THE TASK: Swap every "put a marker on" in the items below for "place a pin on" and reproduce them with nothing else altered. Omit the pictures from your answer.

Stored data entries:
** begin **

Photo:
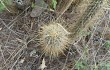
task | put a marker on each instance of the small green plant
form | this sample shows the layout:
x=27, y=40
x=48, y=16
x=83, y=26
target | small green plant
x=105, y=66
x=107, y=44
x=1, y=7
x=54, y=4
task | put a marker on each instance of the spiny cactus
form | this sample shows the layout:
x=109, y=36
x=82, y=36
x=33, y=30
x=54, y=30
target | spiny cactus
x=54, y=39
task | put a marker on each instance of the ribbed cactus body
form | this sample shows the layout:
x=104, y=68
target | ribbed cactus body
x=54, y=38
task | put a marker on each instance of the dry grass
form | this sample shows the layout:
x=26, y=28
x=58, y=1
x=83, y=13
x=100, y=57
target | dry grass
x=20, y=47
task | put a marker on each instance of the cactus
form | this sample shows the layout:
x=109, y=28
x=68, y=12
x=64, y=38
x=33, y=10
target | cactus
x=54, y=39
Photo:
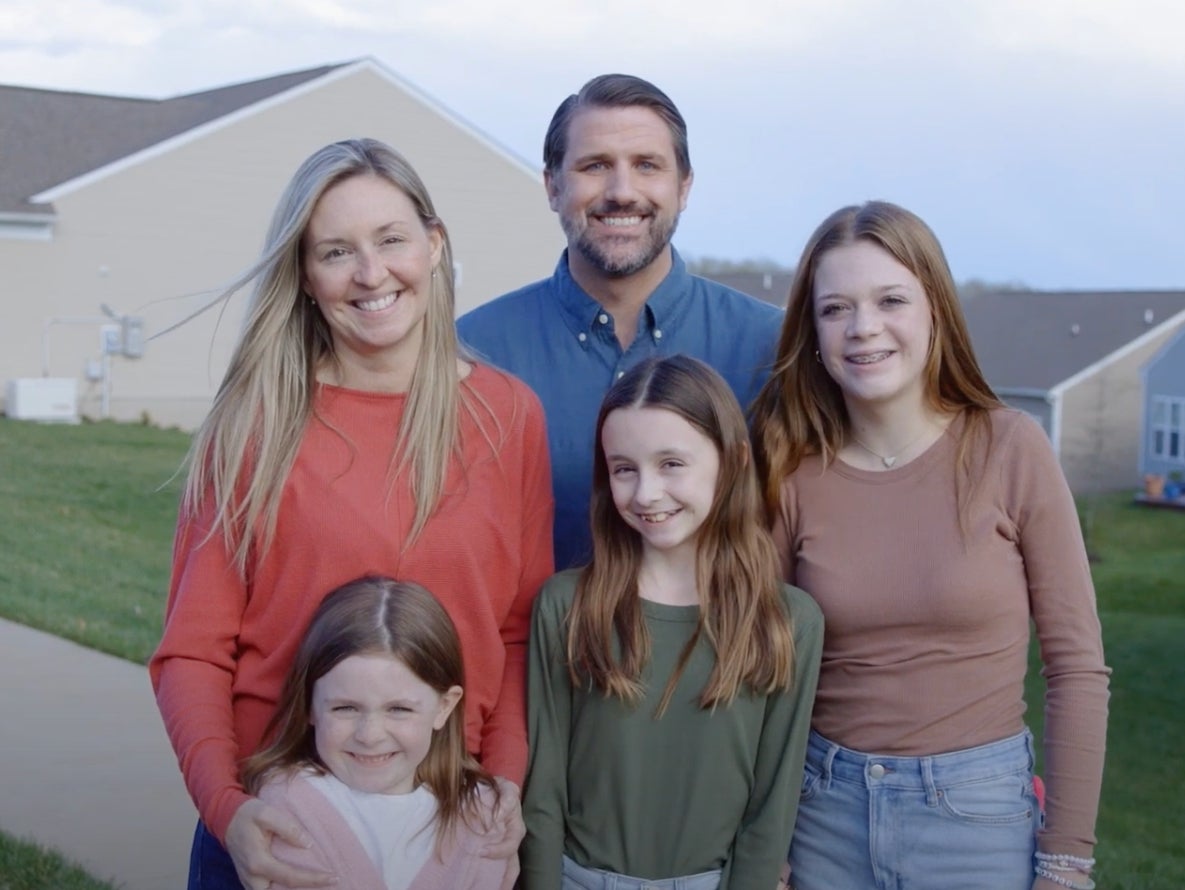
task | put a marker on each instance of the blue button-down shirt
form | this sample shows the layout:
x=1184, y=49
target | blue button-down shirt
x=562, y=343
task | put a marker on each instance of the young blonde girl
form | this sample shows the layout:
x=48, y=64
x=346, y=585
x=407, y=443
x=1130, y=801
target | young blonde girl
x=367, y=749
x=671, y=679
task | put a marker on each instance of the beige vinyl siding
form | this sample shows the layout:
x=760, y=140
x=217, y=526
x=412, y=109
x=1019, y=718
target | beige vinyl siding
x=173, y=228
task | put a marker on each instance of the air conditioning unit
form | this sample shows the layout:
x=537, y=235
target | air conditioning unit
x=43, y=398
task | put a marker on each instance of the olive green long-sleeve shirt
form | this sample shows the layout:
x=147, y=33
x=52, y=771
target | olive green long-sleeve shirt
x=615, y=788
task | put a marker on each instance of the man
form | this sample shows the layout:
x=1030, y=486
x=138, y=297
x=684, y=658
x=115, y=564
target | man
x=617, y=173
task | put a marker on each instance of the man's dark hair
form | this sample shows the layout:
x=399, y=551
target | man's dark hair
x=615, y=91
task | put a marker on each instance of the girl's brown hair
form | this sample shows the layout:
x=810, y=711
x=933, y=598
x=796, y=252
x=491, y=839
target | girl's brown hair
x=741, y=613
x=377, y=615
x=800, y=410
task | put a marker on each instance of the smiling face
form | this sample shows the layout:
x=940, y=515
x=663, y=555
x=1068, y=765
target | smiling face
x=373, y=722
x=367, y=262
x=873, y=324
x=619, y=192
x=663, y=475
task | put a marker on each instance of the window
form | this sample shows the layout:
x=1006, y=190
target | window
x=1167, y=428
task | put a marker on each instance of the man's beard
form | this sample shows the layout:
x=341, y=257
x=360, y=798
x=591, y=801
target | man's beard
x=615, y=264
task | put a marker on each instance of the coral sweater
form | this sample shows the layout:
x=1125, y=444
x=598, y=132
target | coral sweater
x=927, y=638
x=337, y=850
x=228, y=641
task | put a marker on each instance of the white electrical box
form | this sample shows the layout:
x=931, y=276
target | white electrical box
x=43, y=398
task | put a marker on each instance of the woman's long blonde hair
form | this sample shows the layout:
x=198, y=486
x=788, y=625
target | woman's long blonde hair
x=801, y=411
x=377, y=615
x=245, y=447
x=741, y=612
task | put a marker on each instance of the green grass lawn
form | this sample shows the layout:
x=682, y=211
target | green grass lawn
x=31, y=866
x=1139, y=574
x=87, y=531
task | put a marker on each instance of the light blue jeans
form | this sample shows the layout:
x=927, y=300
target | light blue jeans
x=577, y=877
x=966, y=819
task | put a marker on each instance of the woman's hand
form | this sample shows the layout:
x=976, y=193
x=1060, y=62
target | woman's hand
x=249, y=838
x=508, y=827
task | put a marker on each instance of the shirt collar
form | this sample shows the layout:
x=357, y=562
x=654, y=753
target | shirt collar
x=663, y=306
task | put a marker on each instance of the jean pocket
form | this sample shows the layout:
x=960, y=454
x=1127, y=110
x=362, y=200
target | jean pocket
x=812, y=782
x=576, y=877
x=998, y=800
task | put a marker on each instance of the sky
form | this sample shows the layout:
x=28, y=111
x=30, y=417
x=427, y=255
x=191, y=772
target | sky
x=1042, y=140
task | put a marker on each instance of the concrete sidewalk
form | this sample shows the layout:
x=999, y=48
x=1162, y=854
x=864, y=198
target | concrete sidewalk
x=85, y=767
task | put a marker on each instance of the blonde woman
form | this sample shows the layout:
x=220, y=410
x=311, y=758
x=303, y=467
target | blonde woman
x=348, y=436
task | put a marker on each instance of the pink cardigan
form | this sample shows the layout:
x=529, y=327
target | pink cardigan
x=337, y=849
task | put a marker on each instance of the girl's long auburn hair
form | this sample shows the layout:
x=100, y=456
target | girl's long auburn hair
x=741, y=612
x=378, y=615
x=800, y=410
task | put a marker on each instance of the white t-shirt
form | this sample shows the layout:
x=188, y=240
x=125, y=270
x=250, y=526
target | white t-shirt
x=397, y=831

** end **

RESPONSE TO THIS TASK:
Photo:
task | place a pin on each instance of the small green plant
form | this sample shows the layout:
x=27, y=40
x=48, y=16
x=83, y=26
target | small green plant
x=105, y=66
x=107, y=44
x=1, y=7
x=54, y=4
task | place a pin on each instance of the spiny cactus
form | this sample shows the layout:
x=109, y=36
x=82, y=36
x=33, y=30
x=54, y=30
target | spiny cactus
x=54, y=39
task | place a pin on each instance of the ribbed cactus body
form | this sample shows the layout:
x=104, y=68
target | ribbed cactus body
x=54, y=38
task | place a pin on each instance of the dry grass
form | this sample shows the layout:
x=26, y=28
x=58, y=1
x=83, y=13
x=100, y=57
target | dry grass
x=20, y=47
task | place a pin on each instance of the cactus
form | this sample shows the layout:
x=109, y=28
x=68, y=12
x=64, y=38
x=33, y=10
target | cactus
x=54, y=39
Photo:
task | place a pin on each instance of the blue button-down shirt
form | this sample shows the layout:
x=1184, y=49
target | blue button-down shirt
x=562, y=343
task | place a pin on each instance of the young blonde girl
form | this sample shows the layout:
x=48, y=64
x=346, y=585
x=407, y=443
x=1130, y=801
target | young blonde girl
x=367, y=749
x=671, y=679
task | place a pin on each instance of the beige vinyl siding
form | this sample shows the layout:
x=760, y=140
x=217, y=526
x=412, y=109
x=1019, y=718
target | beige vinyl siding
x=173, y=228
task | place a pin on each instance of the air conditioning unit
form | this sample shows the layout:
x=537, y=235
target | air conditioning unit
x=43, y=398
task | place a pin on each instance of the olive green long-sleeve shirt
form | this sample shows the layout:
x=147, y=33
x=52, y=771
target | olive green long-sleeve shirt
x=615, y=788
task | place a pin on each instance of the man
form | this sample shows the layout:
x=1030, y=486
x=138, y=297
x=684, y=658
x=115, y=564
target | man
x=617, y=173
task | place a pin on each instance of the man's dark hair
form | this sample shows the layout:
x=399, y=551
target | man's dark hair
x=615, y=91
task | place a pin on each instance of the girl's brown hair
form | this sample shows the layout:
x=810, y=711
x=933, y=598
x=796, y=252
x=491, y=839
target | girl's brown hair
x=741, y=613
x=377, y=615
x=800, y=410
task | place a pin on each instance of the smiling face
form | this sample shows the layout:
x=940, y=515
x=663, y=555
x=1068, y=765
target | smiling face
x=373, y=722
x=367, y=262
x=873, y=324
x=619, y=192
x=663, y=475
task | place a pin on each instance of the window
form | this sample shows the layout:
x=1006, y=190
target | window
x=1167, y=428
task | place a pin on each instance of the man's beard
form | this sample shows the layout:
x=341, y=257
x=360, y=798
x=591, y=801
target | man's beard
x=615, y=264
task | place a pin on each instance of the coral sweater
form | this sample shows the layout:
x=1125, y=444
x=598, y=132
target | coral sweater
x=927, y=638
x=337, y=850
x=228, y=641
task | place a pin on each instance of the white electrical box
form | this sample shows the layout:
x=931, y=276
target | white electrical box
x=43, y=398
task | place a pin on each instance of the woman's long blonde hair
form | this sample shows the layout:
x=198, y=486
x=788, y=625
target | woman's long blonde hair
x=801, y=411
x=377, y=615
x=245, y=447
x=741, y=612
task | place a pin on each instance of the green grass lawn
form | this sample shows the layout:
x=682, y=211
target | green grass lawn
x=31, y=866
x=1139, y=574
x=87, y=531
task | place a pin on each instance of the light blue jeans
form | this sample shows the layout:
x=927, y=300
target | light blue jeans
x=577, y=877
x=966, y=819
task | place a pin on each instance of the woman's hand
form | this sample shows the layout:
x=976, y=193
x=1060, y=62
target | woman's hand
x=249, y=838
x=508, y=827
task | place a pin on each instance of the shirt collar
form | this sample shows the layout:
x=357, y=562
x=654, y=753
target | shirt collar
x=663, y=306
task | place a pin on each instance of the jean pocket
form | this sample shows the layout:
x=960, y=454
x=1127, y=110
x=362, y=200
target | jean pocket
x=812, y=782
x=576, y=877
x=998, y=800
task | place a pin on each instance of the sky
form | this sample shows the layout:
x=28, y=111
x=30, y=417
x=427, y=255
x=191, y=772
target | sky
x=1042, y=140
task | place a pin on each instance of the concrete sidewalk
form | this sample shows the layout:
x=999, y=48
x=1162, y=854
x=864, y=198
target | concrete sidewalk
x=85, y=767
task | place a pin on each instance of the blonde woman
form | this sample shows the layout:
x=220, y=410
x=311, y=758
x=303, y=467
target | blonde woman
x=348, y=436
task | place a pin on each instance of the pink cardigan
form | this sample shows the layout:
x=529, y=327
target | pink cardigan
x=337, y=849
task | place a pin on each instance of the girl's long auburn hair
form | this sample shows the layout:
x=100, y=456
target | girl's long auburn hair
x=741, y=612
x=378, y=615
x=800, y=410
task | place a pin on each instance of the white t-shirt
form | this sample shows the layout:
x=188, y=240
x=125, y=270
x=250, y=526
target | white t-shirt
x=397, y=831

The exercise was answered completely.